Your answer must be the line holding "box: [84, 7, 123, 73]" followed by every later line through the end of the entries, exactly as written.

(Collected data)
* * *
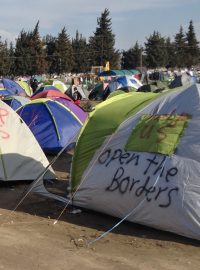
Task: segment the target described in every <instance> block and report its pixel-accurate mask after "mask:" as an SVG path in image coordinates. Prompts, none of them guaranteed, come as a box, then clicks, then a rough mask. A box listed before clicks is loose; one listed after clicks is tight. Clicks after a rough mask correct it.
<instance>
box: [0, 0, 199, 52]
mask: <svg viewBox="0 0 200 270" xmlns="http://www.w3.org/2000/svg"><path fill="white" fill-rule="evenodd" d="M0 4H1V8H0V36H1V40H2V41H4V40H5V39H7V41H14V40H15V38H16V37H17V36H18V35H19V33H20V31H21V30H22V29H24V30H25V31H29V30H33V28H34V26H35V25H36V23H37V21H38V20H39V22H40V23H39V32H40V36H41V37H43V36H45V35H46V34H51V35H53V36H57V35H58V33H59V32H60V31H61V29H62V28H63V27H64V26H65V27H66V29H67V33H68V34H69V35H70V36H71V37H75V33H76V30H78V31H79V33H81V34H82V35H83V36H84V37H86V38H87V39H88V37H89V36H91V35H93V33H94V32H95V30H96V26H97V17H100V16H101V13H102V12H103V11H104V10H105V8H108V9H109V11H110V18H111V20H112V30H113V33H114V34H115V40H116V44H115V47H116V48H117V49H120V50H123V49H124V50H127V49H129V48H131V47H132V46H133V45H134V44H135V42H136V41H138V42H139V44H141V45H142V44H143V43H144V42H145V41H146V38H147V37H149V36H150V35H151V34H152V33H153V31H154V30H156V31H158V32H160V33H161V35H162V36H166V37H168V36H169V37H171V38H172V39H173V38H174V35H175V34H176V33H177V32H178V31H179V29H180V26H183V28H184V31H187V30H188V25H189V21H190V20H192V21H193V23H194V29H195V33H196V35H197V38H198V40H199V41H200V15H199V14H200V0H137V1H136V0H109V1H108V0H96V1H95V0H0Z"/></svg>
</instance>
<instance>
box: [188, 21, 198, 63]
mask: <svg viewBox="0 0 200 270" xmlns="http://www.w3.org/2000/svg"><path fill="white" fill-rule="evenodd" d="M186 42H187V46H186V53H187V65H188V67H191V66H193V65H196V64H197V63H198V62H199V53H200V51H199V47H198V44H199V42H198V41H197V38H196V34H195V32H194V26H193V22H192V21H190V23H189V27H188V32H187V33H186Z"/></svg>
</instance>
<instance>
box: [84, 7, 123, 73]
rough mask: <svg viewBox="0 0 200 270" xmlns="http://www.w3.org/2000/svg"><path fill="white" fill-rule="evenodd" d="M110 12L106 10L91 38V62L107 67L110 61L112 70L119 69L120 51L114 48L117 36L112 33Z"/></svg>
* * *
### WRITTEN ANSWER
box: [84, 7, 123, 73]
rough mask: <svg viewBox="0 0 200 270" xmlns="http://www.w3.org/2000/svg"><path fill="white" fill-rule="evenodd" d="M110 12L106 10L91 38V62L107 67L110 61L112 70L119 69L120 51L114 48L117 36L112 33Z"/></svg>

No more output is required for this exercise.